### [Records for the exercise]
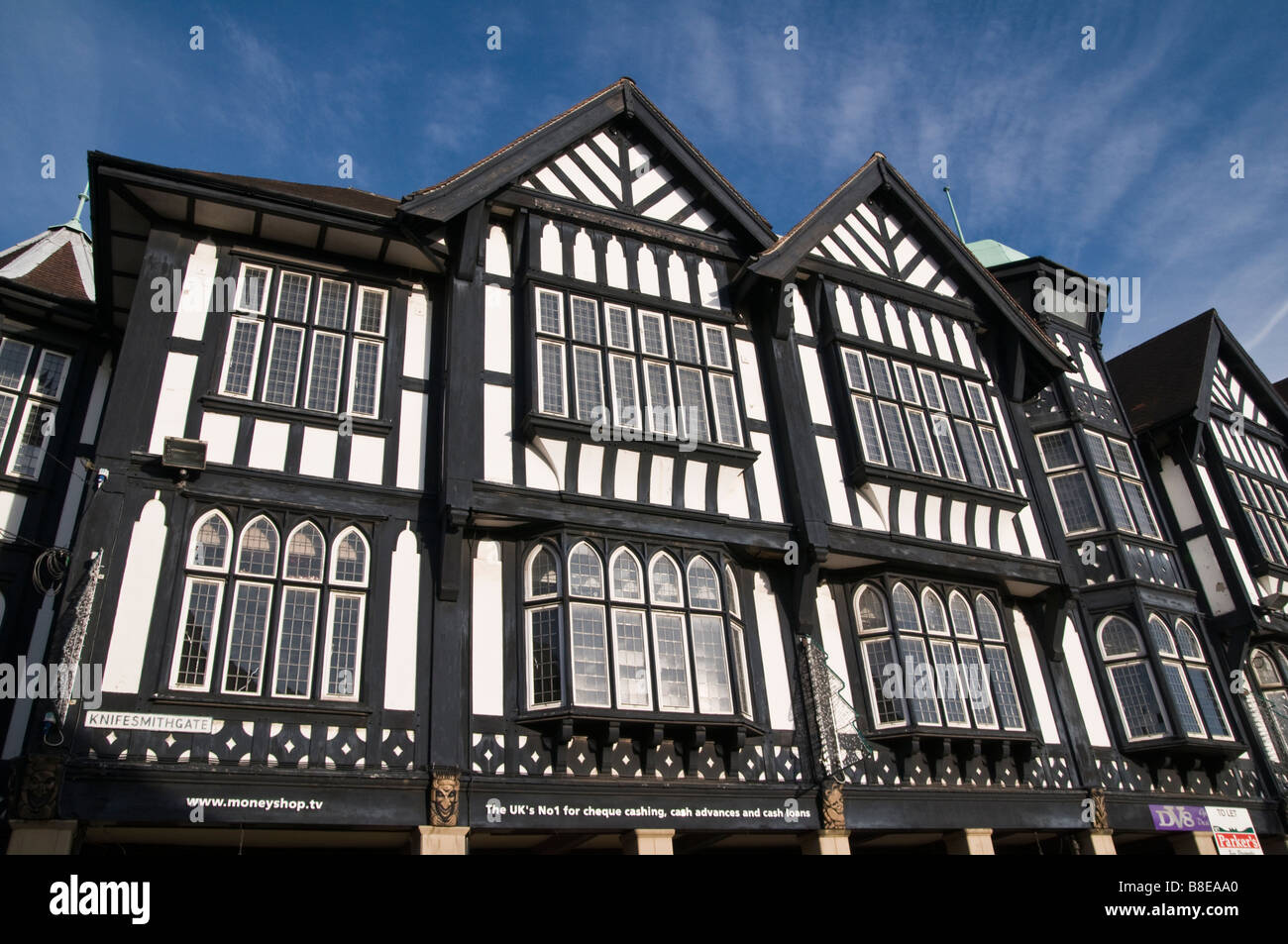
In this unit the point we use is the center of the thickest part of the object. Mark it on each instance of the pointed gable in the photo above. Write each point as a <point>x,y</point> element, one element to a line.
<point>613,151</point>
<point>58,262</point>
<point>872,240</point>
<point>1189,368</point>
<point>617,170</point>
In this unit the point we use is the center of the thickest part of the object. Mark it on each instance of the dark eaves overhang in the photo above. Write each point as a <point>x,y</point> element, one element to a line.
<point>25,300</point>
<point>125,178</point>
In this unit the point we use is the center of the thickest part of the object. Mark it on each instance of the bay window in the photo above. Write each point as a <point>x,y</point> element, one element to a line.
<point>639,368</point>
<point>644,634</point>
<point>308,342</point>
<point>936,666</point>
<point>261,617</point>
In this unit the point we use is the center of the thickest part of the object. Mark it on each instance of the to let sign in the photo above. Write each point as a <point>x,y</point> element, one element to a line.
<point>1233,831</point>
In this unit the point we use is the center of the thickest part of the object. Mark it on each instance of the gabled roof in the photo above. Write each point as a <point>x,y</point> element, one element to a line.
<point>447,198</point>
<point>58,262</point>
<point>1168,377</point>
<point>992,253</point>
<point>781,259</point>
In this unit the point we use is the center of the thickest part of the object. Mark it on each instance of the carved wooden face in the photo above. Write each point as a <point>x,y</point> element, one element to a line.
<point>445,798</point>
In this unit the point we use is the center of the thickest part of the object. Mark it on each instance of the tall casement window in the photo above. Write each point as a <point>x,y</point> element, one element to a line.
<point>642,634</point>
<point>1261,487</point>
<point>1193,707</point>
<point>271,618</point>
<point>936,659</point>
<point>1117,472</point>
<point>1270,672</point>
<point>926,421</point>
<point>640,369</point>
<point>31,385</point>
<point>304,340</point>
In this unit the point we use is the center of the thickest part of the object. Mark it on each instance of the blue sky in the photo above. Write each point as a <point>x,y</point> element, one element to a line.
<point>1115,162</point>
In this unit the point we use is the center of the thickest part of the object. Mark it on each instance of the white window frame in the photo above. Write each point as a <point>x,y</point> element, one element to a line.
<point>384,310</point>
<point>26,362</point>
<point>330,639</point>
<point>62,380</point>
<point>528,613</point>
<point>241,282</point>
<point>213,648</point>
<point>44,441</point>
<point>254,360</point>
<point>661,330</point>
<point>541,378</point>
<point>317,305</point>
<point>572,321</point>
<point>697,342</point>
<point>715,400</point>
<point>353,373</point>
<point>608,326</point>
<point>308,294</point>
<point>687,661</point>
<point>648,384</point>
<point>333,567</point>
<point>339,380</point>
<point>612,380</point>
<point>617,659</point>
<point>557,296</point>
<point>192,544</point>
<point>299,362</point>
<point>263,643</point>
<point>576,380</point>
<point>707,330</point>
<point>308,587</point>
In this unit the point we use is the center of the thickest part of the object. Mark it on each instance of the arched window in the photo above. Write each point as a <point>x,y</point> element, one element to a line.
<point>934,672</point>
<point>542,572</point>
<point>545,629</point>
<point>282,600</point>
<point>964,623</point>
<point>1132,681</point>
<point>703,586</point>
<point>658,651</point>
<point>253,600</point>
<point>585,572</point>
<point>589,630</point>
<point>732,592</point>
<point>665,579</point>
<point>739,644</point>
<point>257,556</point>
<point>630,633</point>
<point>936,620</point>
<point>210,541</point>
<point>1173,678</point>
<point>305,553</point>
<point>349,558</point>
<point>990,623</point>
<point>1273,704</point>
<point>1201,682</point>
<point>627,578</point>
<point>905,609</point>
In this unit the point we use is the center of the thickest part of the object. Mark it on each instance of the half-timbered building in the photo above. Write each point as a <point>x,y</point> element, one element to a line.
<point>55,361</point>
<point>1215,429</point>
<point>1136,655</point>
<point>565,506</point>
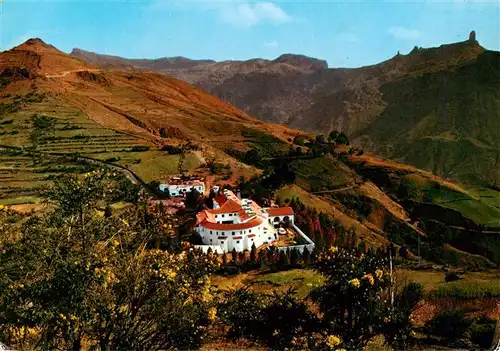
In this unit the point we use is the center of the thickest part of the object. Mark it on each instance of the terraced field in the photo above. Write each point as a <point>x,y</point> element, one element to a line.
<point>74,135</point>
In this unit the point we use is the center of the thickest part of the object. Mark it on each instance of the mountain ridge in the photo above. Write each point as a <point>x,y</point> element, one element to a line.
<point>356,100</point>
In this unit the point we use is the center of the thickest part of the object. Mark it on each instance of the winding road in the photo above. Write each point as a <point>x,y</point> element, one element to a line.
<point>65,73</point>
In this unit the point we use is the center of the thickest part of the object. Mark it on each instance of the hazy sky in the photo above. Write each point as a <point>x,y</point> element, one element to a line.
<point>345,33</point>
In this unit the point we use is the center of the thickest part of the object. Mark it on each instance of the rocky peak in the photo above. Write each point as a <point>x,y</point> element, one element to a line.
<point>472,37</point>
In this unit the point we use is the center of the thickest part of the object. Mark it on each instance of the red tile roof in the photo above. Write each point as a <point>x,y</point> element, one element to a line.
<point>234,226</point>
<point>280,211</point>
<point>229,206</point>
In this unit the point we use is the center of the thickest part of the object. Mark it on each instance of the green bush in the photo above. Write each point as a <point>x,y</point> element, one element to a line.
<point>140,148</point>
<point>449,324</point>
<point>482,332</point>
<point>112,159</point>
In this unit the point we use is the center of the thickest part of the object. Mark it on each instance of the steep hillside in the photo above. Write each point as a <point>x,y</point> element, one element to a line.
<point>433,108</point>
<point>78,118</point>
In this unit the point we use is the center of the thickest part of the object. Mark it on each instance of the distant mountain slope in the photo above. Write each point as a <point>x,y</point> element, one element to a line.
<point>157,126</point>
<point>434,108</point>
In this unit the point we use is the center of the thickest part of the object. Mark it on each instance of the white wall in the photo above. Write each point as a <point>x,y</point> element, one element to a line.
<point>245,243</point>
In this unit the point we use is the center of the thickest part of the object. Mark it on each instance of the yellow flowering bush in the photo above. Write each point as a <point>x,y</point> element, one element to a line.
<point>359,309</point>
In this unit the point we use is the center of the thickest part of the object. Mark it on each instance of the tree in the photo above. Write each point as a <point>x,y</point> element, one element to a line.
<point>194,200</point>
<point>108,292</point>
<point>252,156</point>
<point>294,257</point>
<point>241,257</point>
<point>75,195</point>
<point>163,133</point>
<point>306,256</point>
<point>284,259</point>
<point>253,254</point>
<point>320,139</point>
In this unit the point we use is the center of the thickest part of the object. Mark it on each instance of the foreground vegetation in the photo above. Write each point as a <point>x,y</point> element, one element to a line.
<point>81,276</point>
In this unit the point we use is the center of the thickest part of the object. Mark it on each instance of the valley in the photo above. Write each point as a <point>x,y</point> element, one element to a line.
<point>62,117</point>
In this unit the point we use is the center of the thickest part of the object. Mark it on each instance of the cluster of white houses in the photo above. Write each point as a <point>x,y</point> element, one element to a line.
<point>236,223</point>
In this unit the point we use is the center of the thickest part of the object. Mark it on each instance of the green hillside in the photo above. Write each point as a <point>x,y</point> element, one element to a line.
<point>445,121</point>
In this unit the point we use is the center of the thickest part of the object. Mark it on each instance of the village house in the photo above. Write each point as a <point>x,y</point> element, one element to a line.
<point>236,223</point>
<point>180,188</point>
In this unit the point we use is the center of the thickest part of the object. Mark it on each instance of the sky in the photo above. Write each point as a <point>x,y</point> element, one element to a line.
<point>345,33</point>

### [Work instructions]
In your copy of the material, every word must match and no image should appear.

### [Expected answer]
In this unit the point we use is the center of the thickest part of the object. Mark it on each instance of the pointed gable in the photo above. Write each point as a <point>x,y</point> element, one element to a line.
<point>613,151</point>
<point>58,262</point>
<point>872,240</point>
<point>1189,368</point>
<point>617,170</point>
In this unit the point we use is the center of the thickest part of the object. Mark it on each instance of the dark eaves overhang in the photo above. Write each point as a <point>x,y</point> element, one element to a line.
<point>25,300</point>
<point>125,178</point>
In this unit the point we use is the center of the thickest part of the object. Mark it on each instance of the bay window in the photo above. Write each point as a <point>x,y</point> element, one element to a line.
<point>639,368</point>
<point>644,634</point>
<point>308,342</point>
<point>936,666</point>
<point>261,617</point>
In this unit the point we use is the center of the thickest part of the object. Mark it on each instance of the to let sign in the photo above. Write each point as a <point>x,y</point> element, one element to a line.
<point>1233,831</point>
In this unit the point we use is the center of the thickest part of the object. Mark it on each instance of the gabled roof in the photo above. Write each point as a <point>x,y</point> element, one element to a line.
<point>447,198</point>
<point>58,262</point>
<point>1168,377</point>
<point>992,253</point>
<point>781,259</point>
In this unit the point we use is the center of the thickest part of the object. Mark it on each instance of the carved wooden face in the photo above. Write each point as a <point>x,y</point> element, one element to a line.
<point>445,798</point>
In this unit the point we use is the center of the thickest part of the object. Mark it on each instance of the tall casement window in the photo above. Write each point as a <point>x,y</point> element, one element to a line.
<point>642,634</point>
<point>1261,487</point>
<point>1193,707</point>
<point>271,618</point>
<point>936,659</point>
<point>1117,472</point>
<point>1270,672</point>
<point>926,421</point>
<point>640,369</point>
<point>31,385</point>
<point>304,340</point>
In this unit the point we use is the center of the thickest part of the object. Mark it on each instance of the blue sky in the photo above. Write each point as a <point>x,y</point> element, one element to a line.
<point>1115,162</point>
In this unit the point we use is the center of the thickest part of the object. Mark it on each instance of the white window frame in the photo above. Write each point as a <point>x,y</point> element, one element to a line.
<point>384,310</point>
<point>26,362</point>
<point>330,639</point>
<point>62,380</point>
<point>528,613</point>
<point>241,282</point>
<point>213,648</point>
<point>44,441</point>
<point>254,360</point>
<point>661,330</point>
<point>541,378</point>
<point>317,305</point>
<point>572,321</point>
<point>697,342</point>
<point>715,400</point>
<point>353,373</point>
<point>608,326</point>
<point>308,294</point>
<point>687,661</point>
<point>648,384</point>
<point>333,567</point>
<point>339,380</point>
<point>612,380</point>
<point>617,659</point>
<point>557,296</point>
<point>192,544</point>
<point>299,362</point>
<point>263,643</point>
<point>576,380</point>
<point>707,330</point>
<point>308,587</point>
In this unit the point we use is the center of the thickest part of the object. Mark it on each instance of the arched window in the photo above. Write each point as a <point>x,y</point> element, one element to a line.
<point>934,672</point>
<point>542,572</point>
<point>545,629</point>
<point>282,600</point>
<point>964,623</point>
<point>1132,681</point>
<point>703,586</point>
<point>658,651</point>
<point>253,600</point>
<point>585,572</point>
<point>589,630</point>
<point>732,592</point>
<point>665,579</point>
<point>739,644</point>
<point>257,556</point>
<point>630,633</point>
<point>936,620</point>
<point>210,541</point>
<point>1173,678</point>
<point>305,553</point>
<point>349,558</point>
<point>990,623</point>
<point>1273,704</point>
<point>1201,682</point>
<point>627,578</point>
<point>905,609</point>
In this unit the point we use is the center of the thickest part of the object. Mark it on each instance of the half-timbered building in the photo above. Write each point as a <point>x,y</point> element, one element to a line.
<point>55,361</point>
<point>1215,429</point>
<point>1136,655</point>
<point>565,506</point>
In this unit the point we use is the center of the thickest part of the object. Mark it on each instance of the terraced field in the photo above. Write each point as a <point>x,y</point> element, one element to a line.
<point>74,135</point>
In this unit the point we use is the center of the thickest part of the object. Mark it on each instance of the mountain ridge in the photo above. Write each point as a <point>x,y</point> element, one element to a line.
<point>356,100</point>
In this unit the point we use is the center of the thickest part of the object. Mark it on each instance of the winding road in the photo above. Write each point as a <point>x,y</point> element, one element to a line.
<point>65,73</point>
In this unit the point we use is the center of the thickest part of the object. Mark it on each instance of the hazy sky in the photo above. Write each point as a <point>x,y</point> element, one element to a line.
<point>345,33</point>
In this unit the point we use is the center of the thickest part of the object. Mark it on each instance of the rocky peak in the photo above. Write each point as a <point>x,y</point> element, one element to a line.
<point>472,37</point>
In this unit the point we use is the center of the thickest part of the object. Mark it on each instance of the red tile roof in the photo above. Write each point as a <point>x,y</point> element, one element to a line.
<point>234,226</point>
<point>280,211</point>
<point>229,206</point>
In this unit the point we use is the center of the thickest part of the object. Mark it on each instance of the green bush in the photo above. Write each point as a <point>x,y</point> element, one element to a line.
<point>140,148</point>
<point>449,324</point>
<point>482,332</point>
<point>112,159</point>
In this unit the point we use is the center of the thickest part of the object. Mark it on each instance of the steep hillside in the photo above. Write each point as a <point>x,y</point> element, one element to a line.
<point>433,108</point>
<point>78,118</point>
In this unit the point we use is the center of the thickest part of the object. Mark it on each instance of the distant mountain slope in the photo above. Write each point as a <point>x,y</point> element, one element to a line.
<point>157,126</point>
<point>434,108</point>
In this unit the point we use is the center of the thickest part of the object. Mark it on each instance of the white wall in the photo above. Write each point as a <point>x,y</point> element, one element to a line.
<point>245,243</point>
In this unit the point we use is the center of the thickest part of the object. Mark it on each instance of the yellow flowering bush in the photo above. Write each point as a <point>x,y</point> element, one element to a line.
<point>359,309</point>
In this unit the point we use is the center of the thickest part of the object. Mark it on each instance of the tree in the photo above. Write each point as a <point>x,y</point> element, one element to a line.
<point>194,200</point>
<point>108,292</point>
<point>252,156</point>
<point>294,257</point>
<point>241,257</point>
<point>75,195</point>
<point>163,133</point>
<point>306,256</point>
<point>284,259</point>
<point>253,254</point>
<point>320,139</point>
In this unit the point we use is the center of the thickest part of the object. Mark it on each instance of the foreground vegetation in the photo above. Write each point as a <point>x,y</point> element, one element to a line.
<point>81,276</point>
In this unit the point we use is the center of the thickest part of the object. Mark it on each instance of the valley in the photo above. Write each point as a <point>x,y</point> element, one element to a line.
<point>62,117</point>
In this unit the point we use is the center of the thickest part of the object. Mark it on each instance of the cluster of white houses in the photo above. Write each point as a <point>x,y</point> element, one element to a line.
<point>236,223</point>
In this unit the point we use is the center of the thickest part of the object. Mark it on each instance of the green hillside in the photo above. Write each point as a <point>x,y</point> element, one element to a line.
<point>445,121</point>
In this unit the point we use is the center of the thickest part of the object. Mark it on each instance of the village house in the photo above. Write each point as a <point>x,y</point> element, one element to a line.
<point>236,223</point>
<point>180,188</point>
In this unit the point we use is the center of the thickest part of the object. Mark it on each instance of the sky in the photo above. Write each point as a <point>x,y</point> element, one element to a line.
<point>345,33</point>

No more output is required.